- 問題文
ロングCOVIDとメトホルミンの研究についての記事の続きを、最後の文の後から書いてください。

「安価な糖尿病治療薬でロングCOVIDのリスクを40%軽減できる」という研究結果、肥満でない人にも有効な可能性
以下は、記事の抜粋です。
新型コロナウイルス感染症(COVID-19)の後遺症、いわゆる「long COVID」を発症すると、単に発熱やせきといったインフルエンザに似た症状に苦しむだけでなく、疲労感や認知能力の低下といった症状が長期間続く可能性があります。そんなロングCOVIDのリスクを、安価で広く使われている糖尿病治療薬のメトホルミンを服用することで軽減できるという研究結果が発表されました。
ロングCOVIDは強い疲労感や体力の低下、関節痛といった身体的症状に加え、「ブレインフォグ」とも呼ばれる認知能力の低下などの症状をもたらします。
そんなロングCOVIDのリスクを薬物治療で軽減できるかどうかを調べるため、ミネソタ大学医学部のキャロリン・ブラマンテ助教らの研究チームは、アメリカに住む太りすぎまたは肥満の人々を対象にしたランダム化プラセボ対照試験を実施しました。
いずれも肥満を患っていた1126人の被験者はCOVID-19の検査で陽性と診断された後、半分が「安価な糖尿病治療薬であるメトホルミンを服用する実験群」、もう半分が「メトホルミンの偽薬を服用する対照群」に割り当てられたとのこと。
メトホルミンは肝臓での糖新生を抑制することによって血糖値を下げる糖尿病治療薬で、安価であることと費用対効果が高いことから、欧米の糖尿病治療ガイドラインでは第一選択薬に推奨されています。研究では、メトホルミンが新型コロナウイルスの増殖を抑制する可能性があると示唆されており、臨床研究でもメトホルミンがCOVID-19の死亡リスクを減少させることが示されています。
被験者を追跡調査した結果、診断から10カ月後までに1126人中93人がロングCOVIDであると診断されました。ロングCOVIDと診断された被験者はメトホルミンを服用した実験群で35人(6.3%)で、偽薬を服用した対照群では58人(10.4%)であり、メトホルミンの服用によりロングCOVIDのリスクが約40%減少することが示されました。
また、発症から4日以上経過したタイミングでメトホルミンの服用を始めた被験者よりも、症状から4日以内にメトホルミンを服用し始めた被験者の方が、ロングCOVIDのリスクが低いこともわかったとのことです。なお、今回の研究ではメトホルミン以外にイベルメクチンとフルボキサミンもテストされましたが、これらの薬はロングCOVIDのリスクを軽減させないことも示されました。

- データセット
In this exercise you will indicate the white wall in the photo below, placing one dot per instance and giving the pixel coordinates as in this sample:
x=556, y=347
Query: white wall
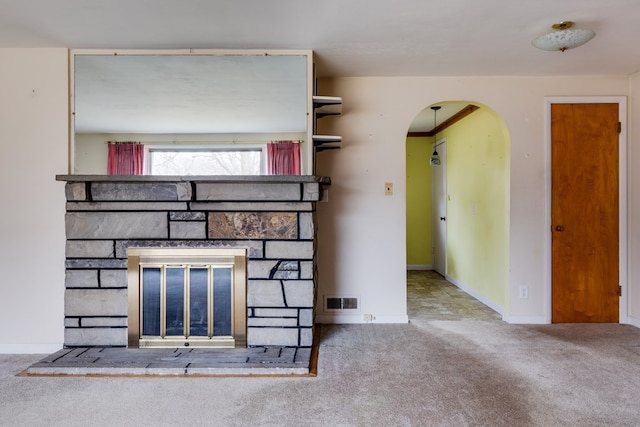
x=33, y=137
x=362, y=232
x=633, y=160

- 解答
研究チームはメトホルミンが新型コロナウイルス自体に作用すると考えており、肥満でない人々のロングCOVIDリスクも軽減できると予想しています。
元論文のタイトルは、”Outpatient treatment of COVID-19 and incidence of post-COVID-19 condition over 10 months (COVID-OUT): a multicentre, randomised, quadruple-blind, parallel-group, phase 3 trial(COVID-19の外来治療と10ヶ月間のCOVID-19後の状態発生率(COVID-OUT):多施設共同無作為化四重盲検並行群間第3相臨床試験)”です(論文をみる)。
論文によると、参加者は、2×3の並列要因ランダム化(1:1:1:1:1:1)によって、メトホルミンとイベルメクチン、メトホルミンとフルボキサミン、メトホルミンとプラセボ、イベルメクチンとプラセボ、フルボキサミンとプラセボ、またはプラセボとプラセボのいずれかにランダムに割り当てられました。
症状発現後 3 日以内にメトホルミンの投与を開始した場合、ハザード比(HR)は 0.37でした。プラセボと比較して、イベルメクチン(HR 0.99)またはフルボキサミン(1.36)では、長期にわたる新型コロナウイルスの累積発生率に影響はないという結果でした。かなり期待できる結果だと思います。